** start of Source records **
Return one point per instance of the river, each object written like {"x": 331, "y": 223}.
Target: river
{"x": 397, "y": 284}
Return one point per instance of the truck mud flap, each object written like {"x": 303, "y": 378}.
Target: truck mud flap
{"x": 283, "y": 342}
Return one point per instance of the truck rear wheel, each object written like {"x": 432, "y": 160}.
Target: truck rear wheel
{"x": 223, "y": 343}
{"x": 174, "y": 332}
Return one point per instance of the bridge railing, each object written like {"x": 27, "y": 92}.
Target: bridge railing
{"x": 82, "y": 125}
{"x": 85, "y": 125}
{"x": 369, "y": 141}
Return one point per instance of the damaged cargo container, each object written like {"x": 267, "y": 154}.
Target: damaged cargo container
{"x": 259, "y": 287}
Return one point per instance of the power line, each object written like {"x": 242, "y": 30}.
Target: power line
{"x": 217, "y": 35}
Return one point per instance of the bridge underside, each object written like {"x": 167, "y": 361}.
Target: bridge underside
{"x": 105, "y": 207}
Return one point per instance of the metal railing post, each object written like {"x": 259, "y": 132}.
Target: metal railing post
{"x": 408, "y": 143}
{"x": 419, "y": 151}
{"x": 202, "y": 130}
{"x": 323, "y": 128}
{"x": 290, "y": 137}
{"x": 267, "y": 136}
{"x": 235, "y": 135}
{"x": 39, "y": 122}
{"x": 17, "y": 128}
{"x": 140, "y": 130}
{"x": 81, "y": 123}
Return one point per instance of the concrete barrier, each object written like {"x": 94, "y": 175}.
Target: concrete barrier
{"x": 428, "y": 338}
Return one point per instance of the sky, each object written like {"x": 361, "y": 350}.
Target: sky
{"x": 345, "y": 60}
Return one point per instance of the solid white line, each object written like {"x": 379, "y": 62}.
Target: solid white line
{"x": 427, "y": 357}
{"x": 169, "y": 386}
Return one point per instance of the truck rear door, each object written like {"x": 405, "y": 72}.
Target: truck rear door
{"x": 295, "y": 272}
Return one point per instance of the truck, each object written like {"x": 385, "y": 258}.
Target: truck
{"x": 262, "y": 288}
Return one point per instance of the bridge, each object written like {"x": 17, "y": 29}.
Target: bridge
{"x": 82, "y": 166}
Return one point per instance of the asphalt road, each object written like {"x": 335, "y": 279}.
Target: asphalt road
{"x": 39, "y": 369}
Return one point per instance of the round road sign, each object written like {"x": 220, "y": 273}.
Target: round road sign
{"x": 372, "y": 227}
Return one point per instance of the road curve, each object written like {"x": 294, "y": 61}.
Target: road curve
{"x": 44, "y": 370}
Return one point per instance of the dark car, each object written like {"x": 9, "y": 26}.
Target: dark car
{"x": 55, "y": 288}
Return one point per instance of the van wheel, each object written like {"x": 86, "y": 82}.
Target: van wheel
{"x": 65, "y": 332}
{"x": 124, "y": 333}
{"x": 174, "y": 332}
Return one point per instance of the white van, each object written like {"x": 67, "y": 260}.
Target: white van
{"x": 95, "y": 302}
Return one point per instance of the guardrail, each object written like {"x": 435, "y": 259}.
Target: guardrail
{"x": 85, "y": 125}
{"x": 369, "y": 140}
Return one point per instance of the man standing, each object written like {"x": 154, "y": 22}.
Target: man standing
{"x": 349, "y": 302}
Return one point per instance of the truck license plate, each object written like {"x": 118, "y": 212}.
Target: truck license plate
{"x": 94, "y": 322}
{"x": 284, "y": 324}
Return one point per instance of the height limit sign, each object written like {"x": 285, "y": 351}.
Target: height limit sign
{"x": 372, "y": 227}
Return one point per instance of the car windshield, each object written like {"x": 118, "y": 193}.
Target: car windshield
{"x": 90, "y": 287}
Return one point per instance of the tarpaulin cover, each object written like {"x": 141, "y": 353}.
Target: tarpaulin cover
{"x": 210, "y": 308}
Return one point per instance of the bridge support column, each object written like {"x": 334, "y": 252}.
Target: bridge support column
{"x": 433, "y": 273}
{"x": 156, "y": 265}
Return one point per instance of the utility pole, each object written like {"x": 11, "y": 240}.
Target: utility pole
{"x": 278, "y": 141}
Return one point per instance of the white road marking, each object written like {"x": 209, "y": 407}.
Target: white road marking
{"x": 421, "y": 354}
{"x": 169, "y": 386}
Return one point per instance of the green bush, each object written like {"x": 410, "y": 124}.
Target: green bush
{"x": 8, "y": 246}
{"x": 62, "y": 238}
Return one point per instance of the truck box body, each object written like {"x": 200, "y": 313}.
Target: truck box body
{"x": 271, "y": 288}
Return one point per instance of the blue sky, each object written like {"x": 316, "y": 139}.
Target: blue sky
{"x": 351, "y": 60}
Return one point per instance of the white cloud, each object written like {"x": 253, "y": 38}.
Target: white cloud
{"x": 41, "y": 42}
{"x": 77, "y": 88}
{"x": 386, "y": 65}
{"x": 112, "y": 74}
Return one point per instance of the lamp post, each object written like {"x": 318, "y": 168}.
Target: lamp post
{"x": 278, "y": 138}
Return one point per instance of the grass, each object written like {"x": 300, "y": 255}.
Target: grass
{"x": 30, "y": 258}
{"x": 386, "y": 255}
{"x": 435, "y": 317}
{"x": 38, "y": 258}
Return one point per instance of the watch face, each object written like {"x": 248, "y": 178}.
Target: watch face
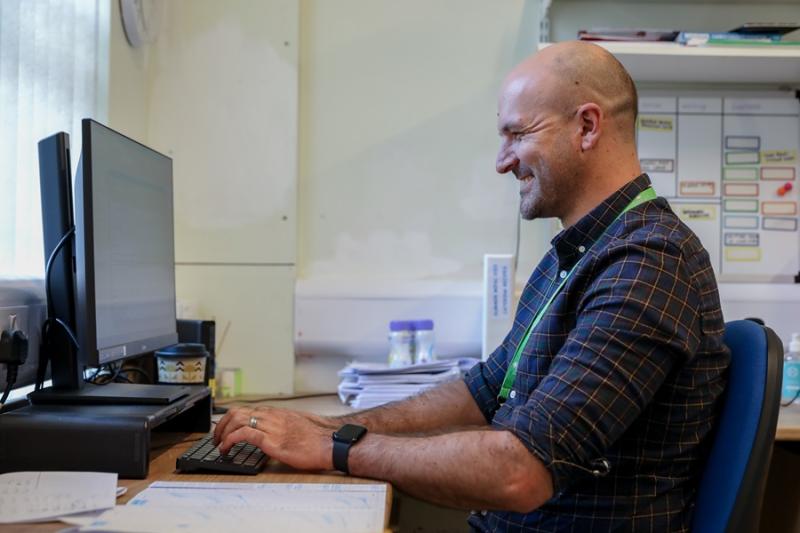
{"x": 349, "y": 433}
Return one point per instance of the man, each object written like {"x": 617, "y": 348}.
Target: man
{"x": 596, "y": 418}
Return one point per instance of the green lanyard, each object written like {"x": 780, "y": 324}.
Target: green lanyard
{"x": 511, "y": 373}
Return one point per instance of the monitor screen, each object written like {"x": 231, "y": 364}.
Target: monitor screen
{"x": 125, "y": 258}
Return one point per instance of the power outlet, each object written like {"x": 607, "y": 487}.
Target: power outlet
{"x": 29, "y": 321}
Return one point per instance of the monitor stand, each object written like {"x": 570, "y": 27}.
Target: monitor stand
{"x": 111, "y": 394}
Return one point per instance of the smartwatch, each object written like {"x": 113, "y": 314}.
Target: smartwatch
{"x": 343, "y": 439}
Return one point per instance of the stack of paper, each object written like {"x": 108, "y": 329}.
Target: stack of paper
{"x": 367, "y": 385}
{"x": 43, "y": 496}
{"x": 197, "y": 507}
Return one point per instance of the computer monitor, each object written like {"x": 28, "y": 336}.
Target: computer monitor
{"x": 124, "y": 266}
{"x": 124, "y": 248}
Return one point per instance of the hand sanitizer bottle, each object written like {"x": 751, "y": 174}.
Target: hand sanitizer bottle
{"x": 791, "y": 371}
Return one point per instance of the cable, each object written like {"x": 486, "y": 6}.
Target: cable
{"x": 45, "y": 353}
{"x": 11, "y": 378}
{"x": 139, "y": 371}
{"x": 48, "y": 267}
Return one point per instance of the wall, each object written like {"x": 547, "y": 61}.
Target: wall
{"x": 124, "y": 106}
{"x": 398, "y": 196}
{"x": 222, "y": 101}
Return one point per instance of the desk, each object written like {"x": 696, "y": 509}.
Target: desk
{"x": 162, "y": 468}
{"x": 789, "y": 423}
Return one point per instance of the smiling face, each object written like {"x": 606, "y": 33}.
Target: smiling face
{"x": 540, "y": 146}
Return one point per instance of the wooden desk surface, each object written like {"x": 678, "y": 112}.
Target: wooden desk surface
{"x": 789, "y": 423}
{"x": 788, "y": 420}
{"x": 162, "y": 468}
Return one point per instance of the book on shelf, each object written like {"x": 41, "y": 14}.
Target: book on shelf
{"x": 627, "y": 34}
{"x": 731, "y": 38}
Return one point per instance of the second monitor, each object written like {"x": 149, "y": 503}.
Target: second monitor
{"x": 124, "y": 259}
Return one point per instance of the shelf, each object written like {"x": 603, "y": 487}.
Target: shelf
{"x": 675, "y": 63}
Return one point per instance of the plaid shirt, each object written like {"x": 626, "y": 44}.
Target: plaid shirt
{"x": 617, "y": 387}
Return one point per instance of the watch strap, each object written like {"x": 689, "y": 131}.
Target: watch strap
{"x": 341, "y": 450}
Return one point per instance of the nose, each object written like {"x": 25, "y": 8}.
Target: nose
{"x": 506, "y": 159}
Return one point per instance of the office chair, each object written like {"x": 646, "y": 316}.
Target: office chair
{"x": 734, "y": 477}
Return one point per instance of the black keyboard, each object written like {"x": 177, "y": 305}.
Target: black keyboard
{"x": 243, "y": 458}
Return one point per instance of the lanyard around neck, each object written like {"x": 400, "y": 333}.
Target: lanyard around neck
{"x": 511, "y": 372}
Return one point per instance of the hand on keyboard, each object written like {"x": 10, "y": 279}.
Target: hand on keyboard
{"x": 243, "y": 458}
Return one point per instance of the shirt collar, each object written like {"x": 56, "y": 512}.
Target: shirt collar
{"x": 574, "y": 241}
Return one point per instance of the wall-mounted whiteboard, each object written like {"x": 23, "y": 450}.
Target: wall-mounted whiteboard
{"x": 728, "y": 166}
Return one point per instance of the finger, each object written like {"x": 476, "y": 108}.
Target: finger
{"x": 244, "y": 433}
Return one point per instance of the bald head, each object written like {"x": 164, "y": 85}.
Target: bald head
{"x": 565, "y": 75}
{"x": 566, "y": 119}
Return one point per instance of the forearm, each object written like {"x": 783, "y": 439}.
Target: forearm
{"x": 449, "y": 405}
{"x": 475, "y": 469}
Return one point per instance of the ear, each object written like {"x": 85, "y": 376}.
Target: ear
{"x": 591, "y": 118}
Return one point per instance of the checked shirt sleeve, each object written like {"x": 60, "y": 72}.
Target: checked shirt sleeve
{"x": 638, "y": 315}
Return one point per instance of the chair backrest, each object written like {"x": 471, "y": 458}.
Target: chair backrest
{"x": 733, "y": 479}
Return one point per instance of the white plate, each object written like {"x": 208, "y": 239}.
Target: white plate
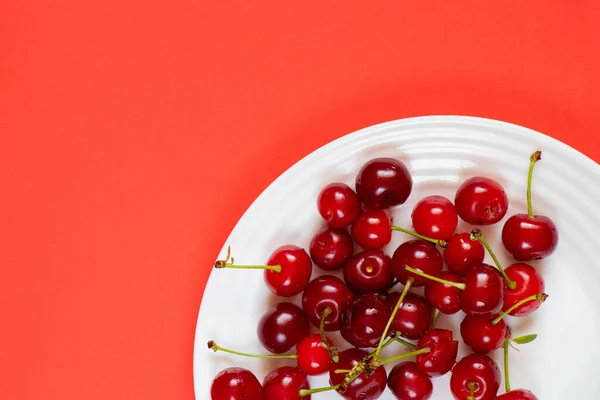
** end of Source records **
Task directions: Select each line in the rows above that contains the word "computer".

Problem solution:
Return one point per instance of the computer monitor, each object written like {"x": 28, "y": 336}.
Target: computer monitor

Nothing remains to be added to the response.